*ZIEL DER ÜBUNG*
Führen Sie den Text über die NIS2-Richtlinie im Anschluss an seine letzte Zeile fort.

*VORGEGEBENER TEXT*
NIS2-Richtlinie
Was bedeutet die NIS2-Richtlinie für Unternehmen?
Die NIS2-Richtlinie wird auch als NIS2-Directive bezeichnet. Die NIS2-Richtlinie (Network and Information Security Directive) ist die überarbeitete Fassung der ersten EU-weiten Cybersicherheitsrichtlinie NIS1. Ihr Ziel: die digitale Resilienz kritischer und wichtiger Organisationen innerhalb der Europäischen Union entscheidend zu stärken.
Für Unternehmen bedeutet dies klare gesetzliche Vorgaben zur Absicherung von IT-Infrastrukturen, zur Verbesserung der Reaktionsfähigkeit bei Cyberangriffen und zur Stärkung des gesamten Identity und Access Managements (IAM). In Deutschland wird die NIS2-Richtlinie durch ein neues Cyber-Sicherheitsgesetz umgesetzt, das das bisherige Gesetz über das Sicherheitsniveau von Netz- und Informationssystemen (Wbni) ablösen wird.
Aber was genau ist NIS2? Das erklären wir in diesem Artikel.
Warum wurde NIS2 eingeführt?

*EXTRAHIERTE EINTRÄGE*
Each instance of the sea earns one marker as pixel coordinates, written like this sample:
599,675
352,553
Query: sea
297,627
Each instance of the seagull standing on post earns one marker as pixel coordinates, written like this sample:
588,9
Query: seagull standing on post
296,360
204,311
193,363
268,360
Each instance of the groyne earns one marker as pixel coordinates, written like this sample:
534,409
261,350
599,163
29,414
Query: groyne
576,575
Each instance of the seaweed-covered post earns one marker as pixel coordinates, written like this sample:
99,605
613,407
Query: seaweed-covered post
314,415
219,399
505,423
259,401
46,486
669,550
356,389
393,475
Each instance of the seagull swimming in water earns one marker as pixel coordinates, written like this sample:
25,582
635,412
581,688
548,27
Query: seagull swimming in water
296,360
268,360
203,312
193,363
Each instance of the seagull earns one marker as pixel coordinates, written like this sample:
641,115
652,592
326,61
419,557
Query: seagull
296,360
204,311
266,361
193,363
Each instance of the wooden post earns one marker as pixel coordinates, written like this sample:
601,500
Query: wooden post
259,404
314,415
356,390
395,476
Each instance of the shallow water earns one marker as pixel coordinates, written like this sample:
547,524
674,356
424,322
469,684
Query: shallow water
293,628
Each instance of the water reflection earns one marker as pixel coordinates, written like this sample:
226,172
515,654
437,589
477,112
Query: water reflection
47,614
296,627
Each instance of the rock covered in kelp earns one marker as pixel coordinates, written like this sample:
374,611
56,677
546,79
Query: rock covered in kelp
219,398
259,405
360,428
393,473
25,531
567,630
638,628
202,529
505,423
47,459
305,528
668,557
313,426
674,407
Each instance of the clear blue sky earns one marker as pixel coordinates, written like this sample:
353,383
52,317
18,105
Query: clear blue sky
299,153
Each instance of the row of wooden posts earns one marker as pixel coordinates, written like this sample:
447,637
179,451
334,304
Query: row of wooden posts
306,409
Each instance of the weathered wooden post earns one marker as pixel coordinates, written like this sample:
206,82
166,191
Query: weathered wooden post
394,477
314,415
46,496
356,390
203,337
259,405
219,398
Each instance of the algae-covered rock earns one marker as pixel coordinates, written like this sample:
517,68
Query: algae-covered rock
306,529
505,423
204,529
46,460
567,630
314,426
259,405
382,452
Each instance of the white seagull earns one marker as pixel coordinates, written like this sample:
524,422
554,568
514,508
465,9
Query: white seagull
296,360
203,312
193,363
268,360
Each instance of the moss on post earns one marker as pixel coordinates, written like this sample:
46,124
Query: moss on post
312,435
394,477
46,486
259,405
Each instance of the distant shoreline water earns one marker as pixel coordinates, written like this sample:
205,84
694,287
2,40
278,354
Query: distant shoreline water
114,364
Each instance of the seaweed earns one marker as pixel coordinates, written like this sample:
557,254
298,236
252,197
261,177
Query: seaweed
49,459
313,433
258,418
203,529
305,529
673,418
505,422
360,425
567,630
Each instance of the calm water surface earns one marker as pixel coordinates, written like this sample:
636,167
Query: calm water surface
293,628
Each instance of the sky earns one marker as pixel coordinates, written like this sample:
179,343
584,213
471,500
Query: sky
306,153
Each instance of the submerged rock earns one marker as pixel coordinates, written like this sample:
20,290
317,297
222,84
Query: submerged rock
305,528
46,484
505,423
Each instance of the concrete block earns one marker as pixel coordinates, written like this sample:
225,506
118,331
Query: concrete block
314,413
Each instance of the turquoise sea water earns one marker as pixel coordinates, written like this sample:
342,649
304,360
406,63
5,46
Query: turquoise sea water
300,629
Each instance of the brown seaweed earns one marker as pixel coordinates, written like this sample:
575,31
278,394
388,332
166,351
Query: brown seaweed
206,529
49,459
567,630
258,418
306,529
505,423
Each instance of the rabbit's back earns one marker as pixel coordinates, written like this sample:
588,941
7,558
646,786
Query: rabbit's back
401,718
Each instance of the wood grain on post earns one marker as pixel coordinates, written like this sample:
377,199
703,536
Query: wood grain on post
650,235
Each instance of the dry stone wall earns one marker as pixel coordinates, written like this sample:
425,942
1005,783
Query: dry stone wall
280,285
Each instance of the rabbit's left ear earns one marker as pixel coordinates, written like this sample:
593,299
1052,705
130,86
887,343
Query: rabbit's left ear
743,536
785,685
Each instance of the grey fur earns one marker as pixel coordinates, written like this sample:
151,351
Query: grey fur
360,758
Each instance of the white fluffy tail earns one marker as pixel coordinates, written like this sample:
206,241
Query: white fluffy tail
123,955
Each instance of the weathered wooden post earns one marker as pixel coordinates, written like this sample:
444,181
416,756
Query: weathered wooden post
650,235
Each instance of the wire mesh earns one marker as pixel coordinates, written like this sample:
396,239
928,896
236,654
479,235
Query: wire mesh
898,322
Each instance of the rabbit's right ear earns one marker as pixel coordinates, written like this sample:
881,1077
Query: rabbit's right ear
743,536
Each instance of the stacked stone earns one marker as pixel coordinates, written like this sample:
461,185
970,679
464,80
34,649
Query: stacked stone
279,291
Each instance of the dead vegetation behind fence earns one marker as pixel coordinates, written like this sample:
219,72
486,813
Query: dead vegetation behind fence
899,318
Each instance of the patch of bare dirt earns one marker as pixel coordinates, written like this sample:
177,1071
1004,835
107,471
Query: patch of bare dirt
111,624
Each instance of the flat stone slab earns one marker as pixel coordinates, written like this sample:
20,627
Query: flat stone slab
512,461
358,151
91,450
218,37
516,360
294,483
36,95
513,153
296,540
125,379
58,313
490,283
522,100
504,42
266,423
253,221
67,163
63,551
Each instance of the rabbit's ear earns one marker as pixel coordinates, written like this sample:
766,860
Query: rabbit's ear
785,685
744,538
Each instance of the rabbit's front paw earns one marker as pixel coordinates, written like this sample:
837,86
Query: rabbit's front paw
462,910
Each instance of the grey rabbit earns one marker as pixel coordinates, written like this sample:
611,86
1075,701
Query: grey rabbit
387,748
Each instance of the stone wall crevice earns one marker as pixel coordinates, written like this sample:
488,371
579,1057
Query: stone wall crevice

*ERGEBNIS DER ÜBUNG*
Mit der zunehmenden Digitalisierung steigen auch die Risiken durch Cyberbedrohungen. Die NIS2-Directive reagiert auf diese Entwicklung: Sie verpflichtet Unternehmen dazu, umfassendere Sicherheitsmaßnahmen zu etablieren, um die Auswirkungen von Cyberangriffen zu minimieren.
Ob Energieversorger, Banken, Gesundheitsdienste oder IT-Dienstleister – Organisationen, die als "wesentlich" oder "wichtig" für das gesellschaftliche und wirtschaftliche Gefüge der EU eingestuft werden, unterliegen künftig strengeren Anforderungen. Der Schutz dieser Strukturen ist zentral für die Cybersicherheit Europas.
Welche Inhalte regelt die NIS2-Richtlinie konkret?
Die NIS2-Richtlinie geht deutlich weiter als ihr Vorgänger:
Erweiterter Geltungsbereich: Mehr Branchen sind betroffen, einschließlich mittlerer und kleinerer Unternehmen in kritischen Bereichen.
Strengere Auflagen: Klare Anforderungen an Cyberrisikomanagement, Zugriffskontrolle, Monitoring, Geschäftskontinuität und Meldung von Sicherheitsvorfällen.
IAM-Fokus: Identity und Access Management rückt in den Vordergrund – denn wer wann worauf zugreifen darf, ist für die Einhaltung der NIS2 zentral.
Einheitliche Sicherheitsstandards: Durch ein „Level Playing Field“ sollen alle Mitgliedsstaaten gleiche Sicherheitsanforderungen einhalten – für bessere Zusammenarbeit und höhere Widerstandsfähigkeit.
Welche Auswirkungen hat NIS2 auf Ihr Unternehmen?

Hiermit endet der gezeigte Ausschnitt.